* [Passage]:
▬▬▬▬▬▬▬▬▬▬

The novel coronavirus membrane (light blue) and the human cell membrane (orange) merge together when the viral S2 subunit’s fusion peptide (purple arrows) inserts into the cell membrane and a different component of the S2 subunit (purple and green) folds to form a tight structure, as shown in the top right. In contrast, as illustrated in the bottom right, fusion inhibitors are designed to prevent viral infection by disrupting this process. Image Credit: Jill Hemman/ORNL

SARS-CoV-2, the coronavirus responsible for the disease COVID-19, is infecting the world at a rapid rate. Understanding how this infection works at the molecular level could help experts discover ways to moderate or stop the spread.

A team of scientists at the Department of Energy’s (DOE’s) Oak Ridge National Laboratory (ORNL) is using neutron reflectometry to do just that.

Neutrons are capable of probing biological materials under physiological conditions without damaging them. By harnessing these properties, the researchers can measure the infection dynamics of the virus as it happens.

Their mission is to get a detailed look at some of the first stages of infection occurring at the cell membrane. These findings will help the team test antiviral drug candidates that could disrupt this process. The data obtained from these experiments could also inform other studies focused on developing therapeutics and vaccines.

▬▬▬▬▬▬▬▬▬▬

* [What needs to be done]: Continue the article on Oak Ridge National Laboratory's neutron study of coronavirus infection, picking up after its final sentence.

Saved data entries

▬▬▬▬▬▬▬▬▬▬

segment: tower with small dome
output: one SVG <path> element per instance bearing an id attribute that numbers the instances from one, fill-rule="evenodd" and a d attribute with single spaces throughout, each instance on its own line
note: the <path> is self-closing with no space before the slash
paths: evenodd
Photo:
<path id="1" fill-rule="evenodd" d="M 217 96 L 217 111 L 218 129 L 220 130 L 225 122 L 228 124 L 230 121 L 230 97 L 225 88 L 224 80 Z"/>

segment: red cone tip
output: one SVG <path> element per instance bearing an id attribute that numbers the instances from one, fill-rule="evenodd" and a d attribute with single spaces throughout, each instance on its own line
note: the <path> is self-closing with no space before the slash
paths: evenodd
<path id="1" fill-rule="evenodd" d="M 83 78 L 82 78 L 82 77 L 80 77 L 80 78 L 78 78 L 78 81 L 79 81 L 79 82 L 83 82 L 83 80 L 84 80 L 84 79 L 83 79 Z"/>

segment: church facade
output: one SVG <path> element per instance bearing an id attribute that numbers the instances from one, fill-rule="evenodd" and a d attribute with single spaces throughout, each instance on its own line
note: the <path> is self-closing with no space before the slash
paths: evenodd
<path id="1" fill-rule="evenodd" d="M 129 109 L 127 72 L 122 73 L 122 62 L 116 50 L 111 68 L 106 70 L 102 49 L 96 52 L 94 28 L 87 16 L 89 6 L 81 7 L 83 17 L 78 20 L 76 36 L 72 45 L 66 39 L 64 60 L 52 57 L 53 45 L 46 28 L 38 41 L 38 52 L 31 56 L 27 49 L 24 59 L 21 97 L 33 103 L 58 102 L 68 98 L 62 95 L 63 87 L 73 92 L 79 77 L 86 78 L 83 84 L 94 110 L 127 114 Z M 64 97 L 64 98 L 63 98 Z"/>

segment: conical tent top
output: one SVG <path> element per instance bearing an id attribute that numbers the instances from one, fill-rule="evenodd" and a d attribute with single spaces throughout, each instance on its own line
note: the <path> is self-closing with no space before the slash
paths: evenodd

▬▬▬▬▬▬▬▬▬▬

* [Task result]:
The researchers are focusing their analysis on SARS-CoV-2 spike proteins, barb-like structural proteins that cover the surface of the virus and trigger the infection process. The spike protein binds to a receptor on the host cell’s outer layer and facilitates fusion between the viral and cellular membranes, allowing the virus to enter the cell and release its genetic material. The cell’s protein-making machinery then uses this genetic information to make new copies of the virus.

When SARS-CoV-2 hijacks a host cell, its spike protein splits into two subunits, called S1 and S2. The two parts are both essential for infection. The S1 subunit contains a receptor binding domain that recognizes and latches on to a cell receptor. Cell receptors are proteins embedded within the cell membrane that can bind to specific molecules outside the cell. This connection can cause the components to change shape, which in turn could induce cascading changes within the cell. For the SARS-CoV-2 spike protein, this connection activates the S2 subunit, which helps the virus merge its membrane with that of the cell. Therefore, the spike protein’s function is similar to opening a locked door, with S1 as the key that unlocks the door and S2 as the force that pushes the door open.